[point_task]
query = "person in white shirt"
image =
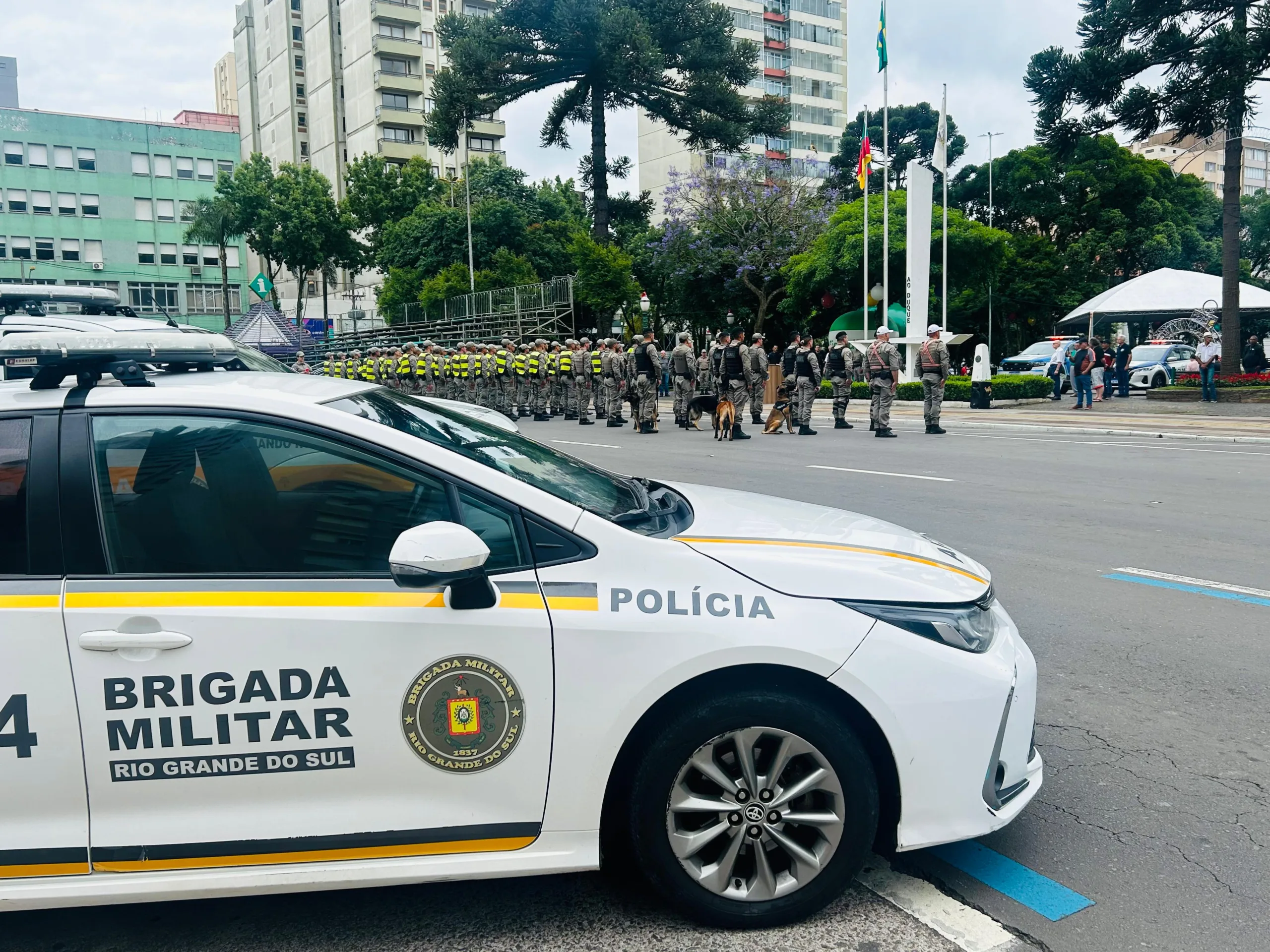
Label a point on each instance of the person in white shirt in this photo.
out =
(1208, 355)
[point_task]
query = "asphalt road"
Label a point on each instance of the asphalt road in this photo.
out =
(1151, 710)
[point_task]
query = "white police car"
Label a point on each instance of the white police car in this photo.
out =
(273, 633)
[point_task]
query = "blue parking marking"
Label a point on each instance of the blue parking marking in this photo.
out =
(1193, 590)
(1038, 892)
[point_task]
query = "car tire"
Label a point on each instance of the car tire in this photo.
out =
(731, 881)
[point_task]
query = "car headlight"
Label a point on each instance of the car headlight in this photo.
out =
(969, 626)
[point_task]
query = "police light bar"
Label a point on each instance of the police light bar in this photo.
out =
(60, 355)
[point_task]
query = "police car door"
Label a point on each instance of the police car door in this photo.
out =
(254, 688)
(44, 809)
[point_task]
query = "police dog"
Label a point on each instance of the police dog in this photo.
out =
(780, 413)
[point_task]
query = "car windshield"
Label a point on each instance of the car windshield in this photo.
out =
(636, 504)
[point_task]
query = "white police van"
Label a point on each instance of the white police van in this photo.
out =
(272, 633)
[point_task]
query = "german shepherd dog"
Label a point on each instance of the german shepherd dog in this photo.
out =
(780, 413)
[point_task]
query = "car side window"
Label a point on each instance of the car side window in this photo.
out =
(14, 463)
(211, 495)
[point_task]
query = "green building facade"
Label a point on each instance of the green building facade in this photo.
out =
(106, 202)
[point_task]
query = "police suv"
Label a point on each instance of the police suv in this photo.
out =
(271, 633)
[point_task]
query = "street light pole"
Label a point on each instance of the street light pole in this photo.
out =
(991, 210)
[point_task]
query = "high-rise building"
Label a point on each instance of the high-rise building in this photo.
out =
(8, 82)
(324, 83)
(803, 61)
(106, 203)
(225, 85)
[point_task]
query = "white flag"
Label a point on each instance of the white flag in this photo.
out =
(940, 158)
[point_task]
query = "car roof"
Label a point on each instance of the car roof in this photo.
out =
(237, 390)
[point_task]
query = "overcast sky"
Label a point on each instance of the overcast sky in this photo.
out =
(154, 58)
========
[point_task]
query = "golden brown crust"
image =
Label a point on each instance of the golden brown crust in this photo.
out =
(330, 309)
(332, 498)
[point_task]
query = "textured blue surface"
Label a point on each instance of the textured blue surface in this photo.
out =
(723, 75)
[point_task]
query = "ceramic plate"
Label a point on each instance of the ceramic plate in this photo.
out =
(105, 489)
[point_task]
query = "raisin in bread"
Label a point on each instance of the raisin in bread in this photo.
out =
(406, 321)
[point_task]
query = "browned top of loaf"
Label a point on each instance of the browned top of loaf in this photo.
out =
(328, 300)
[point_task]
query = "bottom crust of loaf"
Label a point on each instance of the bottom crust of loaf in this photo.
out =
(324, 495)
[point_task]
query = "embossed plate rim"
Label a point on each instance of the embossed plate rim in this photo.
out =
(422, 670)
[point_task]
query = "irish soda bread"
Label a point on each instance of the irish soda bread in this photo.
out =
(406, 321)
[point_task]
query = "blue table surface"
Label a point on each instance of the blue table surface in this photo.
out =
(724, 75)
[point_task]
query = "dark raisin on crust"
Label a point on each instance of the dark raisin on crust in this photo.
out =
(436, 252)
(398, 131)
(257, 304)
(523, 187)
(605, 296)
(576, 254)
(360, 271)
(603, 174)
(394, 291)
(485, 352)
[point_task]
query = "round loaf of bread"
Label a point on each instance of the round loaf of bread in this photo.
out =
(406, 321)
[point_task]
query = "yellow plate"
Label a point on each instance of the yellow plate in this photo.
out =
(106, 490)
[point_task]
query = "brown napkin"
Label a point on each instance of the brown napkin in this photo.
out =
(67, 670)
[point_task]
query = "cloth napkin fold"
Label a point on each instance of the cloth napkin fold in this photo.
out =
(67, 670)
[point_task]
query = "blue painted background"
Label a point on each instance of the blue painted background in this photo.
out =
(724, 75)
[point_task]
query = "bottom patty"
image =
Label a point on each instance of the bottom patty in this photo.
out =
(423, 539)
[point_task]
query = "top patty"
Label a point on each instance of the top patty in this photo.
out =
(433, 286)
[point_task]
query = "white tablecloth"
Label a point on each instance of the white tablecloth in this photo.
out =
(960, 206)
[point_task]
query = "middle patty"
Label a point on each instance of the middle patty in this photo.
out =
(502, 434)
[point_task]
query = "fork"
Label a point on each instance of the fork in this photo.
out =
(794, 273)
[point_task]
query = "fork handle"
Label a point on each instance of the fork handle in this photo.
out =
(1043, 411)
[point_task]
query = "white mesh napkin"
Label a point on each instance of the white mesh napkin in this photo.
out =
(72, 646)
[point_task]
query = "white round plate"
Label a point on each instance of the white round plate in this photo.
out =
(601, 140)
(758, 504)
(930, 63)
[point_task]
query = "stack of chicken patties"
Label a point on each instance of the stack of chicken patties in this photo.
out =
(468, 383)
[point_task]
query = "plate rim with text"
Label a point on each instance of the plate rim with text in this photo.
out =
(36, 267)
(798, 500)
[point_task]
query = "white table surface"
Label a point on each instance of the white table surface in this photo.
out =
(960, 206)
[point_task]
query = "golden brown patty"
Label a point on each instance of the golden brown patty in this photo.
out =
========
Suche bitte alle Zeilen der Datensätze heraus, in denen das Wort „side“ vorkommt, und gib sie unverändert wieder. Dabei zählt die Groß- und Kleinschreibung.

query = "car side window"
Label a point on each instance of the car side window in this photo.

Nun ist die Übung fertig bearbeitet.